Determine the number of lines in the listing below where the string "lantana" occurs; answer with the number alone.
* * *
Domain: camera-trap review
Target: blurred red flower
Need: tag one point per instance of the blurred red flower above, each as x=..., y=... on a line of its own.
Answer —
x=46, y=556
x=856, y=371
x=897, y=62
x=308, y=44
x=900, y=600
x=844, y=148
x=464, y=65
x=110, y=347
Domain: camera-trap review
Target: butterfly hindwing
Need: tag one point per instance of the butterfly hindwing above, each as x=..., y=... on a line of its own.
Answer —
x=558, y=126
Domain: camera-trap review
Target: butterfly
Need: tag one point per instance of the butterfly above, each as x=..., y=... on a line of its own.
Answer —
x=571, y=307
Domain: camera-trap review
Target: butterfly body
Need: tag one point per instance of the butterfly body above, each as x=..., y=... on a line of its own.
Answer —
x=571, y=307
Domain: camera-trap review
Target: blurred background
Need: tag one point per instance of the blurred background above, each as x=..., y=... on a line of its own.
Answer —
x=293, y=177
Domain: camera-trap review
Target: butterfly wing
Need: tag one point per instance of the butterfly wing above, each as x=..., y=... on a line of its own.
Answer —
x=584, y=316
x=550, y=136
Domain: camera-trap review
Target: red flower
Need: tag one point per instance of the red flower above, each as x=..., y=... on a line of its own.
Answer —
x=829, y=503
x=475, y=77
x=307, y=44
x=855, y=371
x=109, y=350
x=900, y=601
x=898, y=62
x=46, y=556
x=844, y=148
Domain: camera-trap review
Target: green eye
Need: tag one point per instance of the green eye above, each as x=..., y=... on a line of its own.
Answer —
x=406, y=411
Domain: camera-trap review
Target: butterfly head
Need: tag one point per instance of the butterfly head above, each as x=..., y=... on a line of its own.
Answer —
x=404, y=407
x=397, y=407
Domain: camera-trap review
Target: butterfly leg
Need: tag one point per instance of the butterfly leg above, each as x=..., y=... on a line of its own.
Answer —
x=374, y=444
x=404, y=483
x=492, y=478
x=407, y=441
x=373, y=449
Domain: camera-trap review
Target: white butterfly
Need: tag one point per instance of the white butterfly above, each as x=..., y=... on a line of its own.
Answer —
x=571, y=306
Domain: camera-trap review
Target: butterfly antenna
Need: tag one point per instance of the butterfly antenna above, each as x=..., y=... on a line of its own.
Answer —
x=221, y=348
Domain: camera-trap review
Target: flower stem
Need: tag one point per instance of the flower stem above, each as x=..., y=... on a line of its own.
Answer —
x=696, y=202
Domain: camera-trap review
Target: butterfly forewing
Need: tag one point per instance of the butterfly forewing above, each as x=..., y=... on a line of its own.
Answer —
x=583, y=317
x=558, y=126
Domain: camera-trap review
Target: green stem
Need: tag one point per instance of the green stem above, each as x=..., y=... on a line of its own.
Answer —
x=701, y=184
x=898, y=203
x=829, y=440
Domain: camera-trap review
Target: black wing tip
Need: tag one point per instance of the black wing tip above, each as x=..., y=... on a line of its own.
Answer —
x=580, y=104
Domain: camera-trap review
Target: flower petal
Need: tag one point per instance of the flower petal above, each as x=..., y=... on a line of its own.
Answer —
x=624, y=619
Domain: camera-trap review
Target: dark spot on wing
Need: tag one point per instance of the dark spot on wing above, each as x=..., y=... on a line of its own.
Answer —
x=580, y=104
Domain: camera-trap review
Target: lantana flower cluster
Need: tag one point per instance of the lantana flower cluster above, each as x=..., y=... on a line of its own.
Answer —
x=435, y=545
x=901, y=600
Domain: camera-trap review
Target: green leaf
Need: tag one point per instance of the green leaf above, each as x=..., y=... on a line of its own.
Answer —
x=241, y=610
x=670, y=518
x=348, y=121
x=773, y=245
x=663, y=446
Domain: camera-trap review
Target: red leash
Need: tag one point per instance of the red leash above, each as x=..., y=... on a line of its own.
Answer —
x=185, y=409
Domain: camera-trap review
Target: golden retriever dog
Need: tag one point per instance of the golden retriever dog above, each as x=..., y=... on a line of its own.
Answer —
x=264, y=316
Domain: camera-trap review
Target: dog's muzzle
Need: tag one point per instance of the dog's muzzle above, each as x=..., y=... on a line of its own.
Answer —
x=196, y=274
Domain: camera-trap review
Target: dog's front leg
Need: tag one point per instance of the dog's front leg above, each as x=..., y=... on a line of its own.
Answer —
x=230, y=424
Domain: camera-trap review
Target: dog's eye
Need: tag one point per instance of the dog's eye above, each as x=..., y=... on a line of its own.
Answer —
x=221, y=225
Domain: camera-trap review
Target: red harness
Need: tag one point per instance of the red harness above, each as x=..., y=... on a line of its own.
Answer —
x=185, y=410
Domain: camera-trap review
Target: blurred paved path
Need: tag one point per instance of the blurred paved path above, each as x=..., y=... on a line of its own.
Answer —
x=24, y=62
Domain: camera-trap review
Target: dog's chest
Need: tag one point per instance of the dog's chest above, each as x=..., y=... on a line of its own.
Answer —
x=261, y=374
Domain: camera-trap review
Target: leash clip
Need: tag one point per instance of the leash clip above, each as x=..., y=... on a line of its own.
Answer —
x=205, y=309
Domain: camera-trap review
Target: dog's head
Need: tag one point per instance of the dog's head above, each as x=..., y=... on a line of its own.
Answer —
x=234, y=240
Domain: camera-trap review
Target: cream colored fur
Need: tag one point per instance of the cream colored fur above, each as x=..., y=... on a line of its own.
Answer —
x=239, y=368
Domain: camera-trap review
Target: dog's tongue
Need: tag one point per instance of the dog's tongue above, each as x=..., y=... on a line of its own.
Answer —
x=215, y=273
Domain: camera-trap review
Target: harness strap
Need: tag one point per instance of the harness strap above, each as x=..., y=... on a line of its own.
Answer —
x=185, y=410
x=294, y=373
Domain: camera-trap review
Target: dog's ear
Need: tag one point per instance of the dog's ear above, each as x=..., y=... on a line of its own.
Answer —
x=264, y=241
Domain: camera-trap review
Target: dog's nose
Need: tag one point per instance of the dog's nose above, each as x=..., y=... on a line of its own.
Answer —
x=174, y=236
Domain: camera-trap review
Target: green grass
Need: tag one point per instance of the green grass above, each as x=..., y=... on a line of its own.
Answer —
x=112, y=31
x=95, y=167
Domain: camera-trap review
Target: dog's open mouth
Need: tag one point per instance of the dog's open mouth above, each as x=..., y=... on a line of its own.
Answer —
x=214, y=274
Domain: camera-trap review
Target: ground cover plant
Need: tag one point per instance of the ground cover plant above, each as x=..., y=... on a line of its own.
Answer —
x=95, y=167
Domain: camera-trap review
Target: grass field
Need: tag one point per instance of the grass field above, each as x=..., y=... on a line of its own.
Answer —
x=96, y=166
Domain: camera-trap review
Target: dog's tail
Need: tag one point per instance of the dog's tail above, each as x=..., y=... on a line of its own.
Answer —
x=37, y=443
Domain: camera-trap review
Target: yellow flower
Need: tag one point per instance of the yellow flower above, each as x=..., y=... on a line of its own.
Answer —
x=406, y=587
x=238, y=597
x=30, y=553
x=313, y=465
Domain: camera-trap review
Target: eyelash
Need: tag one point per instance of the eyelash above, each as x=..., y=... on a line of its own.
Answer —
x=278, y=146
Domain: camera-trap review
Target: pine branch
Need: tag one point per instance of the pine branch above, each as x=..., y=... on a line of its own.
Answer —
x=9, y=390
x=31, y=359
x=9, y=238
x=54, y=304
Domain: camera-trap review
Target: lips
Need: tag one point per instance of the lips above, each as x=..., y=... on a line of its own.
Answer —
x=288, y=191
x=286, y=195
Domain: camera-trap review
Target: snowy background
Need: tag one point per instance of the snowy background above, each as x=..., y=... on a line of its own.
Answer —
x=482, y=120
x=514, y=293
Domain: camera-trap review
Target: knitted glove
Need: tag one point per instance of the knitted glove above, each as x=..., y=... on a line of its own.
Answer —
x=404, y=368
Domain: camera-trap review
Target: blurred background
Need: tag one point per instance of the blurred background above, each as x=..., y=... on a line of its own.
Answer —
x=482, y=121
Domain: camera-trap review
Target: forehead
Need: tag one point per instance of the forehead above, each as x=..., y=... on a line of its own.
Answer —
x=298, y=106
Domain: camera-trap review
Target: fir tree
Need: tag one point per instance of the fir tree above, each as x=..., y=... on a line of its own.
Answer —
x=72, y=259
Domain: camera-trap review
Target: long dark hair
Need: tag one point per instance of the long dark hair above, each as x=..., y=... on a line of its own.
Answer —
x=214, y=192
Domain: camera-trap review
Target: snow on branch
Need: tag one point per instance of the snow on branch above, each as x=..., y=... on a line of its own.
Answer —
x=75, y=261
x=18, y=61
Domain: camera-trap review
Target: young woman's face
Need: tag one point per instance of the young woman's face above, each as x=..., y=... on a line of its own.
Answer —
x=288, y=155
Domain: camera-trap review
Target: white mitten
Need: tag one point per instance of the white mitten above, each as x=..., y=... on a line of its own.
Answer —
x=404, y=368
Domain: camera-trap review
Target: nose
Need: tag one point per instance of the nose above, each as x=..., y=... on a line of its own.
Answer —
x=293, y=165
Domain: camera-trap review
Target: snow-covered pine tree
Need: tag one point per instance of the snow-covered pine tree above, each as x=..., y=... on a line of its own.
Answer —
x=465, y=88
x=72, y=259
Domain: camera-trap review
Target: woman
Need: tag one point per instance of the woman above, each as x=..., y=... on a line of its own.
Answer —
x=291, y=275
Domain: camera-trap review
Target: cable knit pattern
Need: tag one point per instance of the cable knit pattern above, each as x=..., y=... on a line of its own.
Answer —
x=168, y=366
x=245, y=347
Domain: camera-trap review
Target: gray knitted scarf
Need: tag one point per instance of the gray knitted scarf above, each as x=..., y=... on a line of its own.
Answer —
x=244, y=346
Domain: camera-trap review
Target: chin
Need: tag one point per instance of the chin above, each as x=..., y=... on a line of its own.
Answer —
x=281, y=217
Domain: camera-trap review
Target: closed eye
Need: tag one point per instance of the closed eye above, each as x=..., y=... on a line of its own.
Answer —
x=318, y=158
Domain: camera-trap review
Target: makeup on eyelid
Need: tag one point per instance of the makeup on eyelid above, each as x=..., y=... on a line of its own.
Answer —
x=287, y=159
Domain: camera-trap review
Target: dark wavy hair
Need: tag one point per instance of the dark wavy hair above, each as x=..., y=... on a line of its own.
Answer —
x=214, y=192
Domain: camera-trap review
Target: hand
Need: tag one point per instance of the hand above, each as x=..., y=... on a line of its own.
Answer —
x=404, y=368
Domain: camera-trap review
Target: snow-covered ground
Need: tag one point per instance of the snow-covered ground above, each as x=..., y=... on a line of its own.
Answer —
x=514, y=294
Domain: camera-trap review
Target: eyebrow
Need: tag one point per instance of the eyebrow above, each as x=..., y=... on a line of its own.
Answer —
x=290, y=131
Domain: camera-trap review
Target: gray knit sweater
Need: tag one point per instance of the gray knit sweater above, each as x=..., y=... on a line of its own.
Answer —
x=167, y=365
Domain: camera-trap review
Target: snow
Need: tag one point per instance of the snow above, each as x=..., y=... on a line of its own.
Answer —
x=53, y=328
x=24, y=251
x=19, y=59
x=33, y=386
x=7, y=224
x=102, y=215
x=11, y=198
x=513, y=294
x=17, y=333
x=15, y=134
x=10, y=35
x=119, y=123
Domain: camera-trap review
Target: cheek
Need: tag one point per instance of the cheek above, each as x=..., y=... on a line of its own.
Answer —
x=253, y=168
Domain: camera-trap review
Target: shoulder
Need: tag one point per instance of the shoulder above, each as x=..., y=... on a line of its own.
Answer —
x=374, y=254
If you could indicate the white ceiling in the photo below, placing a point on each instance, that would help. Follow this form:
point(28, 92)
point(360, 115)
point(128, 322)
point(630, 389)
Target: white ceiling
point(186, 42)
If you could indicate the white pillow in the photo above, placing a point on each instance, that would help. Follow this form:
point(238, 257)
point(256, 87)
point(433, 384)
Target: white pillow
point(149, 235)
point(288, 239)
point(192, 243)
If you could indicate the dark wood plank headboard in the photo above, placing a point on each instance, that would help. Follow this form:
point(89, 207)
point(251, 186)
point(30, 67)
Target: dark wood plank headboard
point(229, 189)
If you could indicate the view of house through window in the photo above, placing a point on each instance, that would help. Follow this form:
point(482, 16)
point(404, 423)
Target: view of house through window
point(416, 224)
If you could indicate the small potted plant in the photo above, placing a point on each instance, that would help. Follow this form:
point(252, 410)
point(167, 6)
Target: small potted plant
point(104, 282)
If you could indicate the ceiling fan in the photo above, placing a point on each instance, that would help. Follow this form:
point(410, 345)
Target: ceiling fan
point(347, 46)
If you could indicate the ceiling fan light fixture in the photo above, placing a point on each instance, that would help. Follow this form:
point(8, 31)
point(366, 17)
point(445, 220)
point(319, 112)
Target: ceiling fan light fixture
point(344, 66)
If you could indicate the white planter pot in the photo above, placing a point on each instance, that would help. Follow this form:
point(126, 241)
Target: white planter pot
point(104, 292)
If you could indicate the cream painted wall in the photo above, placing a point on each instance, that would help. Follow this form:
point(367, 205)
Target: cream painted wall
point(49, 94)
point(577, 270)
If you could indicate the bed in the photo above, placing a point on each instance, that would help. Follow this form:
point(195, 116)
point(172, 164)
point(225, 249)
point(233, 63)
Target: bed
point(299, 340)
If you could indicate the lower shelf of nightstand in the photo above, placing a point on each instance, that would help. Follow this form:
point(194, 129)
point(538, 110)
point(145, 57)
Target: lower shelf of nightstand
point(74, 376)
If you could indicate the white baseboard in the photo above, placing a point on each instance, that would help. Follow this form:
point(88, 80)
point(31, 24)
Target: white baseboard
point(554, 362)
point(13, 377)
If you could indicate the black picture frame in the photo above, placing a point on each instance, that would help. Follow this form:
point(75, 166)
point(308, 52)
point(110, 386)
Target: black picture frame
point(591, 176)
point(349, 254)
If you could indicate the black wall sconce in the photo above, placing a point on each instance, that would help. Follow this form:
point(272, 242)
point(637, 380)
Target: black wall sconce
* * *
## [Solution to the problem]
2